REGLEMENT LOKAAL OVERLEG MET VAKBONDEN ODRN

Geldend van 21-07-2020 t/m heden

Intitulé

REGLEMENT LOKAAL OVERLEG MET VAKBONDEN ODRN

Het Dagelijks Bestuur van de gemeenschappeljke regeling Omgevingsdient Regio Nijmegen

gelet op de CAO SGO

gelet op artikel 18 lid 8 van de tekst van de gemeenschapelijke regeling Omgevingsdienst Regio Nijmegen

besluit vast te stellen:

het REGLEMENT LOKAAL OVERLEG MET VAKBONDEN ODRN

Artikel 1. Inleiding

1. De Gelderse Omgevingsdiensten en de vakbonden hebben afgesproken het lokaal overleg, zoals bedoeld in hoofdstuk 12 van de Cao SGO, zoveel als mogelijk op centraal niveau binnen het Gelders Stelsel vorm te geven in het Centraal Lokaal Overleg (CLO). Dit laat onverlet de mogelijkheid om per omgevingsdienst lokaal overleg te voeren.

2. Dit reglement bevat afspraken over het lokaal overleg binnen de afzonderlijke Gelderse Omgevingsdiensten en de mandatering naar het CLO.

Artikel 2. Vergaderingen

1. De werkgever zit het overleg met de vakbonden voor.

2. De werkgever verzorgt de secretariële ondersteuning van het overleg met de vakbonden.

3. Het secretariaat stelt een verslag op van het overleg.

Artikel 3. Uitnodigingen

1. Partijen kunnen elkaar uitnodigen voor overleg.

2. De uitnodiging met de benodigde stukken voor de vergadering worden veertien dagen van te voren toegestuurd. In bijzondere gevallen kan, in onderling overleg, van deze termijn worden afgeweken.

3. De werkgevers en de vakbonden kunnen in overleg anderen het overleg laten bijwonen.

4. Als er na twee uitnodigingen voor overleg geen meerderheid van de vakbonden aanwezig is bij een overleg, kunnen de geagendeerde onderwerpen door de werkgever worden behandeld en van een standpunt worden voorzien. De werkgever mag dan besluiten nemen over de geagendeerde onderwerpen. Dit gebeurt alleen als uitstel niet mogelijk is en de andere partij nadrukkelijk op de gevolgen van hun handelswijze is gewezen.

Artikel 4. Onderwerpen voor overleg

1. Werkgever en vakbonden dragen hun bevoegdheid tot het voeren van overleg over de in artikel 12.2, lid 1 onder a. van de Cao SGO genoemde onderwerpen over aan het CLO.

2. Werkgever en vakbonden dragen hun bevoegdheid tot het voeren van overleg over een sociaal statuut, zoals bedoeld in artikel 12.2, lid 1 onder b. van de Cao SGO over aan het CLO.

────────────────

▸ OPDRACHT 1
Zet in één tot drie zinnen uiteen onder welke omstandigheden de werkgever volgens het reglement over lokaal overleg met vakbonden zelf besluiten mag nemen over de geagendeerde onderwerpen.
▸ OPDRACHT 2
Vervolg het reglement over lokaal overleg met vakbonden, aansluitend op het laatste artikellid.
De gegevens die hierna volgen, zijn afkomstig uit een andere bron.

▸ AANGELEVERDE GEGEVENS
────────────────

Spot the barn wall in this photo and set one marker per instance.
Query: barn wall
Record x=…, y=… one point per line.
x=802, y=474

────────────────

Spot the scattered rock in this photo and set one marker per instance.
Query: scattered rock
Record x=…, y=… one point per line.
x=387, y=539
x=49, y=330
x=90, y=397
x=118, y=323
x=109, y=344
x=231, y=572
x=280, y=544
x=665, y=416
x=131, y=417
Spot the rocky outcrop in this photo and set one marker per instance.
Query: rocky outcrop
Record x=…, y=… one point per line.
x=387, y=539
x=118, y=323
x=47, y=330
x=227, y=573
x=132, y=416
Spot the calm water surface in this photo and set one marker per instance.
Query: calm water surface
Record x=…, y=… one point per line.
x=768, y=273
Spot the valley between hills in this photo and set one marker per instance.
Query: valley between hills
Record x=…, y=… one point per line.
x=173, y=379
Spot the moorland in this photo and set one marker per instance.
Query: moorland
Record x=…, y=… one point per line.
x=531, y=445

────────────────

▸ SCHRIFTELIJK ANTWOORD 1
Dat mag wanneer er na twee uitnodigingen voor overleg geen meerderheid van de vakbonden bij het overleg aanwezig is. De werkgever kan de geagendeerde onderwerpen dan behandelen, er een standpunt over innemen en erover besluiten. Dit gebeurt alleen als uitstel niet mogelijk is en de andere partij nadrukkelijk op de gevolgen van haar handelwijze is gewezen.

▸ SCHRIFTELIJK ANTWOORD 2
De overdracht van de in dit lid bedoelde bevoegdheid laat onverlet dat werkgever en vakbonden overleg kunnen voeren over een sociaal plan bij werkgever, aanvullend op een sociaal statuut zoals dat in het CLO is overeengekomen.

3. Werkgever en vakbonden voeren overleg over onderwerpen, bedoeld in artikel 12.2 lid 2 van de Cao SGO.

Artikel 5. Overeenstemming

1. Er is overeenstemming bereikt als de werkgevers en alle vakbonden instemmen.

2. Bij stemming in de vergadering brengen zowel de werkgevers als de gezamenlijke vakbonden één stem uit.

3. Hoofdelijke stemming van de aanwezige leden in of buiten de vergadering bepaalt de stem van de vakbonden. Bij staking van stemmen worden de vakbonden geacht tegen te hebben gestemd.

Artikel 6. Geen overeenstemming

1. Als de werkgever of de vakbonden tot het oordeel komen dat geen overeenstemming kan worden bereikt, wordt dit zo snel mogelijk na bespreking in het overleg schriftelijk aan de andere partij medegedeeld.

2. Binnen 10 werkdagen na ontvangst van de mededeling nodigt de werkgever de vakbonden uit voor overleg. Het overleg vindt uiterlijk 7 werkdagen later plaats.

3. Werkgever en vakbonden kunnen:

a. besluiten het overleg voort te zetten;

b. besluiten het overleg te beëindigen;

c. constateren dat een geschil bestaat.

4. Bij een geschil stellen partijen vast wat het onderwerp en de inhoud van het geschil is en of zij het geschil willen voorleggen aan de LAAC.

Artikel 7. Advies

1. De werkgeversdelegatie en de werknemersdelegatie kunnen ieder een geschil voor advies aan de LAAC voorleggen.

2. Binnen 6 werkdagen na het overleg in artikel 7 lid 2 leggen de partijen die tot advies hebben besloten het verzoek om advies ondertekend voor aan de LAAC. Het verzoek bevat minimaal het onderwerp en de inhoud van het geschil.

3. Als in het overleg geen overeenstemming bestaat over het onderwerp en de inhoud van het geschil kunnen de beide partijen hun visie op het onderwerp en de inhoud van het geschil ook binnen 6 werkdagen bij de LAAC voorleggen.

4. Binnen 10 werkdagen na ontvangst van het advies zetten de werkgeversdelegatie en de werknemersdelegatie het overleg over het geschil voort.

Artikel 8. Arbitrage

1. De werkgeversdelegatie en de werknemersdelegatie kunnen gezamenlijk een geschil voor arbitrage aan de LAAC voorleggen. Hiervoor is overeenstemming nodig, zoals bedoeld in artikel 6.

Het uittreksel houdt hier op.